*Stored data entries*
*** Block opens ***
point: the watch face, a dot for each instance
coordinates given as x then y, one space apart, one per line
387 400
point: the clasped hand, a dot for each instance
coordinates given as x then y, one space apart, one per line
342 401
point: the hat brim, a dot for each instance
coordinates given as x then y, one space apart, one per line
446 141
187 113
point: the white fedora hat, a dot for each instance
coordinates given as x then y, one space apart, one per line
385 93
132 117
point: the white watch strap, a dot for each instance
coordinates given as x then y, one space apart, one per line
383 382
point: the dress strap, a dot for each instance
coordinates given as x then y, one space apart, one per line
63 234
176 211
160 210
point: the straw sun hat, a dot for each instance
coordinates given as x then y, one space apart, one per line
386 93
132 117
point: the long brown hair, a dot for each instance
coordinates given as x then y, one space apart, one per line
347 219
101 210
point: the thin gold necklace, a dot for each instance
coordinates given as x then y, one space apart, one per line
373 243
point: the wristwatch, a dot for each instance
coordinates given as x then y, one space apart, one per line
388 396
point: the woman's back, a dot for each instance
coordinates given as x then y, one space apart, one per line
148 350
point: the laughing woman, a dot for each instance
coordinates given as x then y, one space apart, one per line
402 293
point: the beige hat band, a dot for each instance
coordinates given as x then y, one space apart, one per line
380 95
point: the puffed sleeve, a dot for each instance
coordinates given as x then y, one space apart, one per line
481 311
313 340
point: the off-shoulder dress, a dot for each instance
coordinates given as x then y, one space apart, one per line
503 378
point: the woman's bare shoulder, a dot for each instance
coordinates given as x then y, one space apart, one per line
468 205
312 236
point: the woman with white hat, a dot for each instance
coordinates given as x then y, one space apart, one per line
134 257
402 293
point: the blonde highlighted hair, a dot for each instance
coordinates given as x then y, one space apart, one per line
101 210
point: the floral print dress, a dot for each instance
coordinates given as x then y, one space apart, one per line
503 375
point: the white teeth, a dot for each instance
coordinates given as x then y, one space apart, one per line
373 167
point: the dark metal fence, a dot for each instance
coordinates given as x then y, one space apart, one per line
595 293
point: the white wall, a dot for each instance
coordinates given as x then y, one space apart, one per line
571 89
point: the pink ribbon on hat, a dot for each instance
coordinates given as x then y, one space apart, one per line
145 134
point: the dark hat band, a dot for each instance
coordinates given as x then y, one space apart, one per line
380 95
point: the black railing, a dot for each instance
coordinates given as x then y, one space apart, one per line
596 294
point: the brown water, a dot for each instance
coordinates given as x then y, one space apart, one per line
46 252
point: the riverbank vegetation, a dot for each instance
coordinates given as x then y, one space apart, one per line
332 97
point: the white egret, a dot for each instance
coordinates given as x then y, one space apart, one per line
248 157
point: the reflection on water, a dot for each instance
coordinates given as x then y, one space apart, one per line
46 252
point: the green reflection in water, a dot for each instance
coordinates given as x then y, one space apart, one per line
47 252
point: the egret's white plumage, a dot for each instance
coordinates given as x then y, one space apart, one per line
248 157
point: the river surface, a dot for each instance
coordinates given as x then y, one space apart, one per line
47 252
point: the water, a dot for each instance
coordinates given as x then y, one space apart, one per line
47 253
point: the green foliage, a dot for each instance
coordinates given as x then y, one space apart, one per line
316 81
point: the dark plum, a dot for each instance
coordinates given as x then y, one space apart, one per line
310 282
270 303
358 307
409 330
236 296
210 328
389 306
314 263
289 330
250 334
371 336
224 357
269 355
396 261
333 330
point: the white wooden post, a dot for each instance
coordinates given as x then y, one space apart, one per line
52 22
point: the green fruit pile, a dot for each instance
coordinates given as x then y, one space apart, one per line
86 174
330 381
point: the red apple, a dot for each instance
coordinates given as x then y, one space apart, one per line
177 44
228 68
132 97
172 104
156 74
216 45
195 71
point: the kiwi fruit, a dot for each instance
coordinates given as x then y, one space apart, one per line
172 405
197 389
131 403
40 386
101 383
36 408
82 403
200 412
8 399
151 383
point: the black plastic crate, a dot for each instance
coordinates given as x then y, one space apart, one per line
*** Block closes ***
*Work request*
Filter the entries down to the lines that include the string "water".

*Output for this task*
point: the brown water, a dot for each instance
point: the reflection on water, a dot for each instance
point: the green reflection in water, a dot for each instance
point: the water, a dot for each instance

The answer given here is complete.